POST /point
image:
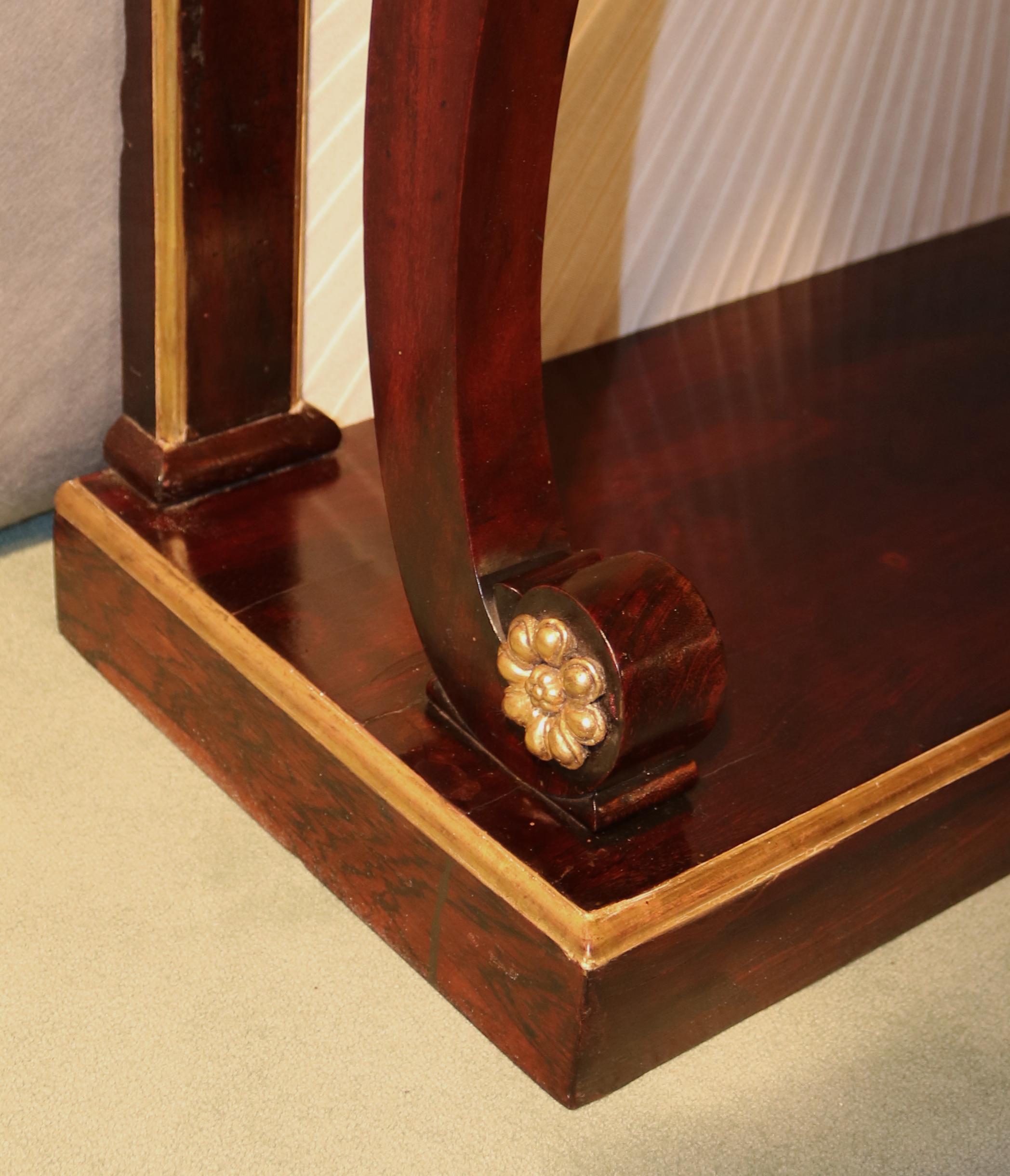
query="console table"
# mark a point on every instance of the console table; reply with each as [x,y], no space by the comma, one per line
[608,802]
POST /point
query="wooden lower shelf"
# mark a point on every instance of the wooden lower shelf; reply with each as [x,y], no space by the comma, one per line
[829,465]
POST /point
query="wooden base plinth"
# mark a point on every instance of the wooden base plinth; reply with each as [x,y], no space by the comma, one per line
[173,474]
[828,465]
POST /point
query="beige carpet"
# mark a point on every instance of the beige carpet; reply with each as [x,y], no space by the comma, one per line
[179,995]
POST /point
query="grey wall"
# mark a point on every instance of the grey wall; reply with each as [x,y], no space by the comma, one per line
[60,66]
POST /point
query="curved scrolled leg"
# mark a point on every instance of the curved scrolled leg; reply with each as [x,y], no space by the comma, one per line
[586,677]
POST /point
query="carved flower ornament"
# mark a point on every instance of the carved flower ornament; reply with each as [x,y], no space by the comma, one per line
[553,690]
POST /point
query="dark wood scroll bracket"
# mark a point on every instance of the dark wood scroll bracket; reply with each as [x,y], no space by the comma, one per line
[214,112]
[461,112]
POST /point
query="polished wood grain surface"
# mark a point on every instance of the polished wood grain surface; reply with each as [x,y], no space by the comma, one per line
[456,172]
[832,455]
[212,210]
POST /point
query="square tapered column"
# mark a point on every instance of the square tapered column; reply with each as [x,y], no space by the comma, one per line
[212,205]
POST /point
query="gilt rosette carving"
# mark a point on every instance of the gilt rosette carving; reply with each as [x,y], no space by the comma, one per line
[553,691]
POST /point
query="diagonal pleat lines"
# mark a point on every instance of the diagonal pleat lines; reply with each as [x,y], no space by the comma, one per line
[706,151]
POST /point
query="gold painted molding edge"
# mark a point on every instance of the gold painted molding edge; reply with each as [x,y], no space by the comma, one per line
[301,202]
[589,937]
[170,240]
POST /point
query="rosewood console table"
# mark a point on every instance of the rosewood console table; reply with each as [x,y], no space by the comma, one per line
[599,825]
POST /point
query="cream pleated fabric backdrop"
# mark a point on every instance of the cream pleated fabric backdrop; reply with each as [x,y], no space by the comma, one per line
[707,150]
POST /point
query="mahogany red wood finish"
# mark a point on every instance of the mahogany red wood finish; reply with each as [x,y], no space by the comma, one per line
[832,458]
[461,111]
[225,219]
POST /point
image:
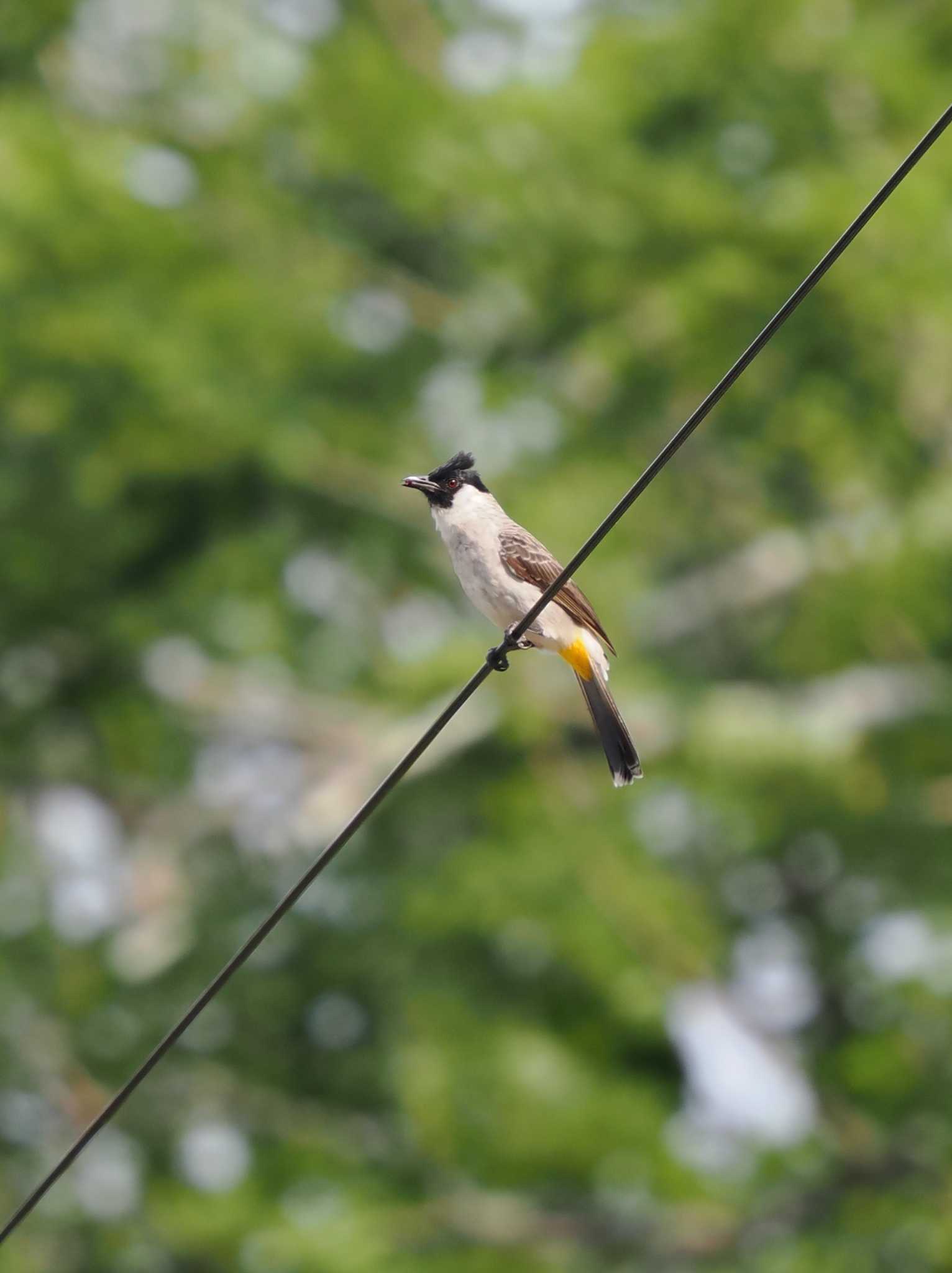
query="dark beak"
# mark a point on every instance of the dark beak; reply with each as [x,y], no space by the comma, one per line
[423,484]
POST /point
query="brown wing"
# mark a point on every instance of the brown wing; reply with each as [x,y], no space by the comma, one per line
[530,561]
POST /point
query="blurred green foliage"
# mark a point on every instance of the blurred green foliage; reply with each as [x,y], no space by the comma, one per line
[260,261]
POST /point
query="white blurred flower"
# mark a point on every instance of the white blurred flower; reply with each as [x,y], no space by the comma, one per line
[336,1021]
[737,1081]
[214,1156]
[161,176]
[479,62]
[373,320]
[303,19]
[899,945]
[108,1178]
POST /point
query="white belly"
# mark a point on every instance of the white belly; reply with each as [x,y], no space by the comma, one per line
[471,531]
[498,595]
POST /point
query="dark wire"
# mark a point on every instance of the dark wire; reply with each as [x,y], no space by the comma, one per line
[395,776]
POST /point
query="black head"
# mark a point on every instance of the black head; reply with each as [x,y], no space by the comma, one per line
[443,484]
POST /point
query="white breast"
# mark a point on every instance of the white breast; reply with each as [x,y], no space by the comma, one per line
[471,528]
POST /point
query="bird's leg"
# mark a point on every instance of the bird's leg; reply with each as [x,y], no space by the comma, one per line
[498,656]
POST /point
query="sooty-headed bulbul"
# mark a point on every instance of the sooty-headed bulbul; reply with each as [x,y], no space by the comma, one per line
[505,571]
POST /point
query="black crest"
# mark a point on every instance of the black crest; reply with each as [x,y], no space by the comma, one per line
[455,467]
________________________________________
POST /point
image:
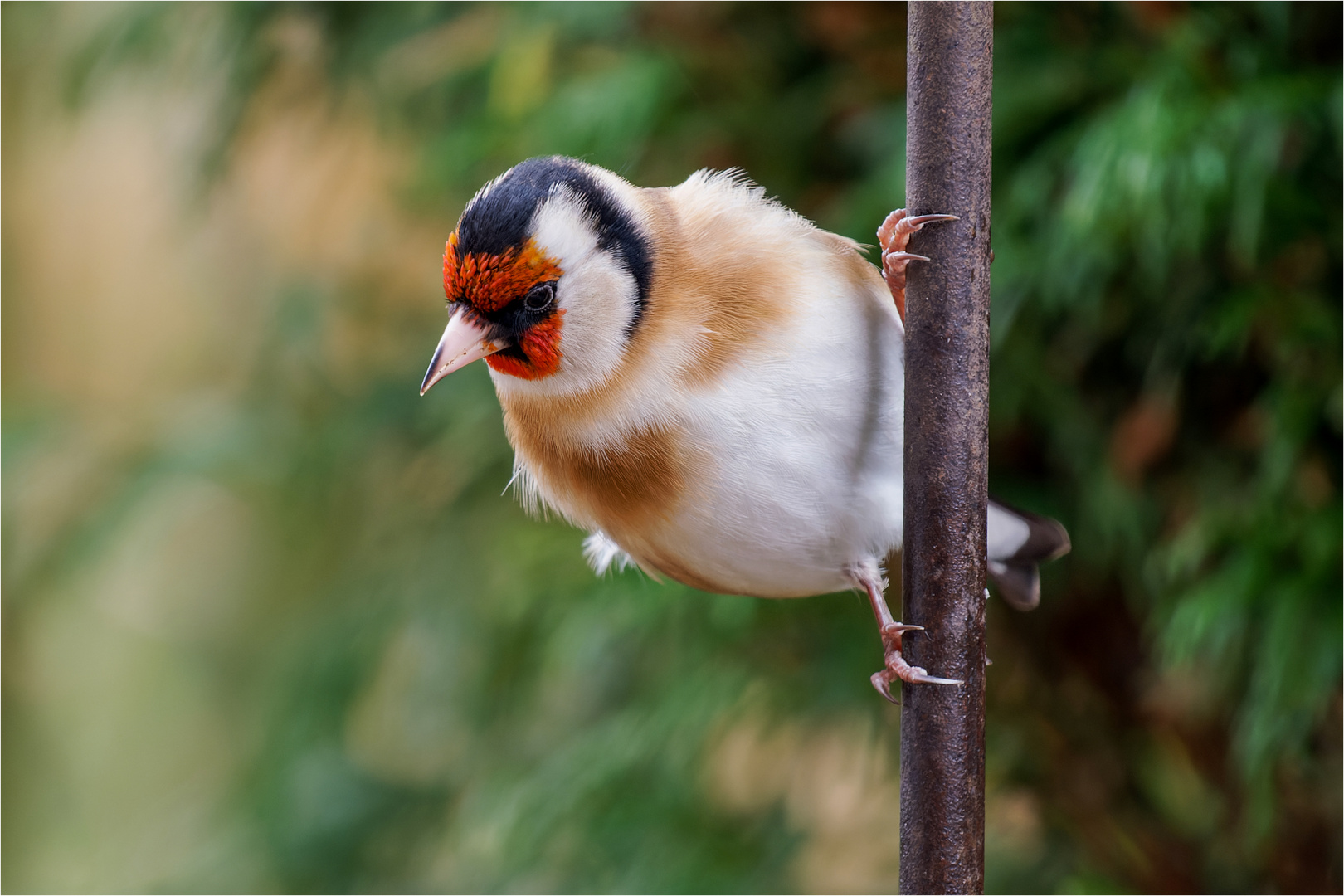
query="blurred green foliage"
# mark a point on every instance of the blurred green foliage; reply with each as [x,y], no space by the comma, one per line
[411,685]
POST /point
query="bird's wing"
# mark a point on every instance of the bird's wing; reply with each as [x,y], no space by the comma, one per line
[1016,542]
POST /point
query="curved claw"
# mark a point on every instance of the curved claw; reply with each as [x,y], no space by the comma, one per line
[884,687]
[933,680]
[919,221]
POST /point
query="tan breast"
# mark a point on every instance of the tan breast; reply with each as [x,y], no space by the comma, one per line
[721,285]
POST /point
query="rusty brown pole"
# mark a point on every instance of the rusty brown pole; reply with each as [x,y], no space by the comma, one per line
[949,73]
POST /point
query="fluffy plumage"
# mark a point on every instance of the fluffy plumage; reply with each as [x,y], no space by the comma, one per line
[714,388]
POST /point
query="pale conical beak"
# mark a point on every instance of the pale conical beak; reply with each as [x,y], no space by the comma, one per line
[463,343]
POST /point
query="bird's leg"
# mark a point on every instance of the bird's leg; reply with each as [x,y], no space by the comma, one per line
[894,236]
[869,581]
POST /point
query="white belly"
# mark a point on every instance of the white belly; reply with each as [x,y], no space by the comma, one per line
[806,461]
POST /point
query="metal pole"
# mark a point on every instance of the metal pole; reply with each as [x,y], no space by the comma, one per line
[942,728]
________________________________________
▶ _INSTRUCTION_:
Copy out each line of the data above that contains the word "column". Treat uppercase and lowercase as different.

▶ _SOLUTION TO THE EXERCISE_:
query="square tapered column"
# mark a point on every instance of the square tapered column; reply with each as [x,y], no space by the comma, one per line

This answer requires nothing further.